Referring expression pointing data
────────
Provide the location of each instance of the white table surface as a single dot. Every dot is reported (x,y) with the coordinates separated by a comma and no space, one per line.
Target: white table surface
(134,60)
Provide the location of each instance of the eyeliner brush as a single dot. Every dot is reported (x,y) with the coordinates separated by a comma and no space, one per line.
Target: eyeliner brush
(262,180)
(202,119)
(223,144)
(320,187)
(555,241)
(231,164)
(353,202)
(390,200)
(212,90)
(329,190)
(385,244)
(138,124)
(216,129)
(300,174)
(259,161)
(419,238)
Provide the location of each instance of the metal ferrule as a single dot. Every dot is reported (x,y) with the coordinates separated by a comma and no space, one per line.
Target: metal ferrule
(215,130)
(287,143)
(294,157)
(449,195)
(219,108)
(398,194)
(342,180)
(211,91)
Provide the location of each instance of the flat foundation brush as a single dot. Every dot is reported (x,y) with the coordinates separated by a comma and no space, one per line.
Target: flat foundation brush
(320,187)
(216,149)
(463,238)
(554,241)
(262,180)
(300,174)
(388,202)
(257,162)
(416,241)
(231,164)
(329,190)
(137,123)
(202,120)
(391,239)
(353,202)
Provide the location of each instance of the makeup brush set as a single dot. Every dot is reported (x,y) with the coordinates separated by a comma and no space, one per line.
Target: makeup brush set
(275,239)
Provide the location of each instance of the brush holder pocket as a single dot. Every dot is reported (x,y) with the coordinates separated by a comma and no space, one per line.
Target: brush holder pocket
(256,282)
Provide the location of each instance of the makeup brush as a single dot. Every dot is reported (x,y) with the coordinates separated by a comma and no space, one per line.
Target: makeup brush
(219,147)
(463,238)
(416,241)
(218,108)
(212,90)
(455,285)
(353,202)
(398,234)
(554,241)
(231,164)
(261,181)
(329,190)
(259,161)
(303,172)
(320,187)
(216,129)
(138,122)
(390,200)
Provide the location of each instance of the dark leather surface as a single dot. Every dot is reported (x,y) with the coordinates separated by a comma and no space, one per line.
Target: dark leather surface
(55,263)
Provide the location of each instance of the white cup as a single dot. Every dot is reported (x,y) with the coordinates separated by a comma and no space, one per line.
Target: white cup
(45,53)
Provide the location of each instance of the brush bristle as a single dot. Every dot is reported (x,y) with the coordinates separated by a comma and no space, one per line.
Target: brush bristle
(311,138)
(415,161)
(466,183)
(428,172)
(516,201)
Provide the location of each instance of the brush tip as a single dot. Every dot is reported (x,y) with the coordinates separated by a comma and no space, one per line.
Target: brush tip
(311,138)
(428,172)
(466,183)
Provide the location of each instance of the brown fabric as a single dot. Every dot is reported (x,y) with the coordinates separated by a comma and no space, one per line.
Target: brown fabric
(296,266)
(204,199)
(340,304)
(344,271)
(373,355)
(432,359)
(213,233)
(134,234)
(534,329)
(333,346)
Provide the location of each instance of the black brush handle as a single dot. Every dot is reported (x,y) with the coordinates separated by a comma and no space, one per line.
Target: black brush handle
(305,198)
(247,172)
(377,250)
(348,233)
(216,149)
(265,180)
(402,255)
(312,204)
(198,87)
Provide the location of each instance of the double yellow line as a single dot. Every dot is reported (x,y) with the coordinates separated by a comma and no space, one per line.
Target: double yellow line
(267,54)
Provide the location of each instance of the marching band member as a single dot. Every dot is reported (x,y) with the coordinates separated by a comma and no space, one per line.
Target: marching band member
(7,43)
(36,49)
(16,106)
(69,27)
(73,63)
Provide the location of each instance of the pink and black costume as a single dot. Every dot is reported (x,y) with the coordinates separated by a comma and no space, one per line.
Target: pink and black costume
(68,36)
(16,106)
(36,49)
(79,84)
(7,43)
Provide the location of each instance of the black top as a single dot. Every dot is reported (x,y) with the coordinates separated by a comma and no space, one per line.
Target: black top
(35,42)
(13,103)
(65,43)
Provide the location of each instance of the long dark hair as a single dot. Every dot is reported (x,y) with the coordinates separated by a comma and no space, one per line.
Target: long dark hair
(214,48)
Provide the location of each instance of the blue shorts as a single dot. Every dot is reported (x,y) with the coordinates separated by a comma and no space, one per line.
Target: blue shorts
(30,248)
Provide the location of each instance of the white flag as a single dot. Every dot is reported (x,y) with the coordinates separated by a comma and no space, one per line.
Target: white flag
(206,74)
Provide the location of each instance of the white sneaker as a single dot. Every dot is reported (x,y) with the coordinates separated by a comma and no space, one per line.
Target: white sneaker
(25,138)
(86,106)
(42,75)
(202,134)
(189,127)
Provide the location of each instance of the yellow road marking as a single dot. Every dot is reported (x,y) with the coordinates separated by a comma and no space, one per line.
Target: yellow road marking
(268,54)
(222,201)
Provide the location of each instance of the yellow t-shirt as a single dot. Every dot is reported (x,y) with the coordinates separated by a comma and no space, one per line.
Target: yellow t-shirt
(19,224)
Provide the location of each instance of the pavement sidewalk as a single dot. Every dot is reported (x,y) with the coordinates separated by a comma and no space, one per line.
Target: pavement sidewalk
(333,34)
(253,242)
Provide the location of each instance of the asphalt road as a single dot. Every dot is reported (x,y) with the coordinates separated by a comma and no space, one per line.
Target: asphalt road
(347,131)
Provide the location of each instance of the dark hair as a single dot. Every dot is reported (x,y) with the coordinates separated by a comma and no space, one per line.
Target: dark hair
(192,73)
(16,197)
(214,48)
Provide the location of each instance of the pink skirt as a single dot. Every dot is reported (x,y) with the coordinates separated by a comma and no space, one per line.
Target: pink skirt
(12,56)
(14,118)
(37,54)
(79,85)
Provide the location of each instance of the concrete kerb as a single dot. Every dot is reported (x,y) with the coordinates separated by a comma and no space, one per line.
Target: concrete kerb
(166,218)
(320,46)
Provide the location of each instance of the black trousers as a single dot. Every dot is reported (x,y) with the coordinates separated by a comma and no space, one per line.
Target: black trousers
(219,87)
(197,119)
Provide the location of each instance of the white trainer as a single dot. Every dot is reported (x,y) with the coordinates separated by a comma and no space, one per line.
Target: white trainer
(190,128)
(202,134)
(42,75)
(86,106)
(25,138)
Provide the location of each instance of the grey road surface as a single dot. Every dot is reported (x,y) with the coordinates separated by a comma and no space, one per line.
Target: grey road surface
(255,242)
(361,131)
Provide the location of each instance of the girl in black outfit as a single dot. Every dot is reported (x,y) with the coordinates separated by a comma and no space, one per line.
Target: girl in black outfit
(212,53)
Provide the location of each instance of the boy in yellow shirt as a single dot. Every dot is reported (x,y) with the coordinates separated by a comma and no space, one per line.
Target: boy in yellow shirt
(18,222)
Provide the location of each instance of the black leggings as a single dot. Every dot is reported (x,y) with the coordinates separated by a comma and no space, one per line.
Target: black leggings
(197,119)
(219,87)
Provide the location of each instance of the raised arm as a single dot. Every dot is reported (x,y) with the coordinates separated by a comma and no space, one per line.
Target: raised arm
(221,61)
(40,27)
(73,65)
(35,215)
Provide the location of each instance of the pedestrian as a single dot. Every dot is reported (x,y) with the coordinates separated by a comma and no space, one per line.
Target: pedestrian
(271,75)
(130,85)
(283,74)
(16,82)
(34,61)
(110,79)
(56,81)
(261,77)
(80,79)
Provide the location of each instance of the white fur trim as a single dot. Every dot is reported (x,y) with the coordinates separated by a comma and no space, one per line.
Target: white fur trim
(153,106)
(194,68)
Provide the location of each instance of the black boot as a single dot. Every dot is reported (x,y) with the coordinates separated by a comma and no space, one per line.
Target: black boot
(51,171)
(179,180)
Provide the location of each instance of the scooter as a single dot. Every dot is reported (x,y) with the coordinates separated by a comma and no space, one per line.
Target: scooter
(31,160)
────────
THE TASK >> Give back all the records above exactly as they were written.

WRITTEN SOLUTION >>
Provide the location of each instance of the white table surface as a single dot. Every dot is reported (x,y) with the coordinates separated by a comma and no space, one per line.
Target: white table surface
(134,60)
Provide the location of each instance of the eyeliner brush as a single dot. Every dot is reported (x,y) with the coordinates separated by a comma and no space, one per line.
Target: eyeliner brush
(262,180)
(202,119)
(223,144)
(320,187)
(555,241)
(231,164)
(353,202)
(390,200)
(212,90)
(329,190)
(385,244)
(138,124)
(216,129)
(300,174)
(259,161)
(419,238)
Provide the location of each instance of the metal ferrule as a single dot. Every dot is reported (x,y) with the coordinates separated by a comma and no space, one per line.
Target: metal ferrule
(215,130)
(287,143)
(294,157)
(449,195)
(219,108)
(398,194)
(342,180)
(211,91)
Provide the location of each instance of the flat foundation brush as a single dot. Every dot is reported (x,y) with the coordinates separated by a comma and no space, one per line.
Target: flat foundation brush
(320,187)
(216,149)
(463,238)
(554,241)
(262,180)
(300,174)
(388,202)
(257,162)
(416,241)
(231,164)
(329,190)
(137,123)
(202,120)
(391,239)
(353,202)
Provide the location of each instance of the makeup brush set as a single dot. Every dot is reported (x,y) with the coordinates separated by a comma and no space, one per line.
Target: makeup brush set
(275,239)
Provide the location of each instance of the brush holder pocket as a single dot. Every dot is reported (x,y) with the coordinates separated by a comma and no space, one per line.
Target: brush holder pocket
(256,282)
Provide the location of each instance of the makeup brush as a single dot. Every dot is reported (x,y) with the coordinates separated by a comma and no space, one per line.
Target: makeup brush
(219,147)
(463,238)
(416,241)
(218,108)
(212,90)
(455,285)
(353,202)
(398,234)
(554,241)
(231,164)
(261,181)
(329,190)
(259,161)
(303,172)
(320,187)
(216,129)
(138,122)
(390,200)
Provide the location of each instance of the dark leather surface as a single dot. Every dot is reported (x,y) with the coordinates separated by a comma and no space, one per line.
Target: dark leather surface
(55,263)
Provide the location of each instance of the white cup as a single dot. Every dot is reported (x,y) with the coordinates separated by a comma and no space, one per line.
Target: white cup
(45,53)
Provide the location of each instance of the brush bristle as a single dot. Every dot is reported (x,y) with the coordinates separated by a comma and no space, one per line.
Target: brush bristle
(311,138)
(415,161)
(466,183)
(428,172)
(516,201)
Provide the location of each instance of the brush tip as a single dot. Every dot is reported (x,y) with the coordinates separated by a comma and no space, one per line.
Target: brush tip
(311,138)
(428,172)
(466,183)
Provide the location of each instance of the brown fabric as a single dot. Every dot is reported (x,y) with the coordinates separated by a comma and no space, one per line.
Target: brown fabric
(296,266)
(204,199)
(340,304)
(344,271)
(373,355)
(432,359)
(213,233)
(134,234)
(534,329)
(333,346)
Provide the location of each instance of the black brush handle as a single dot. Every dot is reported (x,y) with the coordinates separated by a comma and no space, one per line.
Target: black brush handle
(305,198)
(247,172)
(377,250)
(348,233)
(216,149)
(265,180)
(402,255)
(312,204)
(198,87)
Provide the location of each instance of the double yellow line as a single dot. Every dot is reported (x,y) with the coordinates separated by a comma and no space, one per line.
Target: double yellow line
(267,54)
Provide the location of each instance of the marching band member as a single dot. Every dot is reported (x,y) with the coordinates separated by a comma and no space, one per line.
Target: marching band member
(7,43)
(36,49)
(16,106)
(69,27)
(73,63)
Provide the location of each instance of the pink and black costume as a single dot. Every dot is reported (x,y) with the coordinates separated by a comma and no space, one per line.
Target: pink and black costume
(68,36)
(16,106)
(36,49)
(79,84)
(7,43)
Provide the location of each instance of the black top as a single dot. Every dot is reported (x,y) with the coordinates separated by a comma and no space, one per line.
Target: black top
(35,42)
(13,103)
(65,43)
Provide the location of each instance of the long dark hair as a single dot. Every dot is reported (x,y) with the coordinates separated by a comma and no space, one per line.
Target: long dark hair
(214,48)
Provide the location of each instance of the blue shorts as a single dot. Every dot is reported (x,y) with the coordinates separated by a comma and no space, one per line.
Target: blue shorts
(30,248)
Provide the location of each instance of the white flag as a single dot. Every dot is reported (x,y) with the coordinates separated by a comma and no space, one per line.
Target: white flag
(206,74)
Provide the location of each instance of the white sneaker as a single dot. Every dot is reported (x,y) with the coordinates separated by a comma and no space, one per line.
Target: white sneaker
(25,138)
(86,106)
(42,75)
(202,134)
(189,127)
Provide the location of each instance of the yellow road marking as a single dot. Every dot is reported (x,y) with the coordinates separated by a comma and no space, one per line.
Target: yellow road marking
(268,54)
(222,201)
Provide the location of each instance of the yellow t-shirt as a single dot. Every dot is reported (x,y) with the coordinates separated by a comma and no space, one per line.
Target: yellow t-shirt
(19,224)
Provide the location of each instance of the pavement sidewalk as a single dot. Every dot is reported (x,y) with the coordinates separated by a comma and no space, one per line.
Target: pavement sidewalk
(333,34)
(253,242)
Provide the location of each instance of the asphalt road as a single dot. Every dot is reported (x,y) with the coordinates separated by a comma and no space, one per line.
Target: asphalt road
(347,131)
Provide the location of each instance of the dark hair as a single dot. Every dot is reported (x,y) with the coordinates separated by a comma and no space, one per line.
Target: dark hair
(192,73)
(16,197)
(214,48)
Provide the location of each instance of the pink skirt as a single dot. Every dot is reported (x,y) with the coordinates separated by a comma and no space, one per line.
Target: pink skirt
(12,56)
(14,118)
(37,54)
(79,85)
Provide the location of each instance of the concrete kerb as a single dot. Every dot is reported (x,y) with the coordinates separated by a comma and no space, one per line.
Target: concrete kerb
(166,218)
(320,46)
Provide the location of each instance of the black trousers as a single dot. Every dot is reported (x,y) with the coordinates separated by a comma and no space, one per line.
Target: black trousers
(219,87)
(197,119)
Provide the location of each instance of the white trainer as a single dot. Every dot is reported (x,y) with the coordinates separated by a comma and no space, one per line.
Target: white trainer
(190,128)
(202,134)
(42,75)
(86,106)
(25,138)
Provide the location of each instance of the grey road surface as a single dot. Every dot is reported (x,y) with the coordinates separated by a comma and no space, one per line.
Target: grey road surface
(255,242)
(361,131)
Provide the location of each instance of the girl in black outfit as a single dot. Every dot is reported (x,y) with the coordinates separated by a comma and no space, one per line.
Target: girl in black outfit
(212,53)
Provide the location of each instance of the boy in yellow shirt as a single dot. Every dot is reported (x,y) with the coordinates separated by a comma and no space, one per line.
Target: boy in yellow shirt
(18,222)
Provide the location of each instance of the black leggings as a single dot. Every dot is reported (x,y) with the coordinates separated by a comma and no space, one per line.
Target: black leggings
(197,119)
(219,87)
Provide the location of each instance of the raised arm as a single dot. Every dot is reported (x,y) with the coordinates separated by a comma and no space, one per line.
Target: raised arm
(221,61)
(40,27)
(73,65)
(35,215)
Provide the location of each instance of the pedestrian as a single dot. Every dot is reported (x,y) with the coordinates separated by a comma and no space, one per line.
Target: pedestrian
(271,75)
(130,85)
(283,74)
(16,82)
(34,61)
(110,79)
(56,81)
(261,77)
(80,79)
Provide the location of each instance of the white fur trim as a single dot. Every dot is reported (x,y) with the coordinates separated by a comma and no space, one per line.
Target: white fur trim
(153,106)
(194,68)
Provide the location of each instance of the black boot as a single dot. Every dot is reported (x,y) with the coordinates separated by a comma and no space, one per line.
Target: black boot
(51,171)
(179,180)
Provide the location of each instance of the scooter as a single dot. Every dot is reported (x,y) with the coordinates separated by a comma and no space, one per line.
Target: scooter
(31,160)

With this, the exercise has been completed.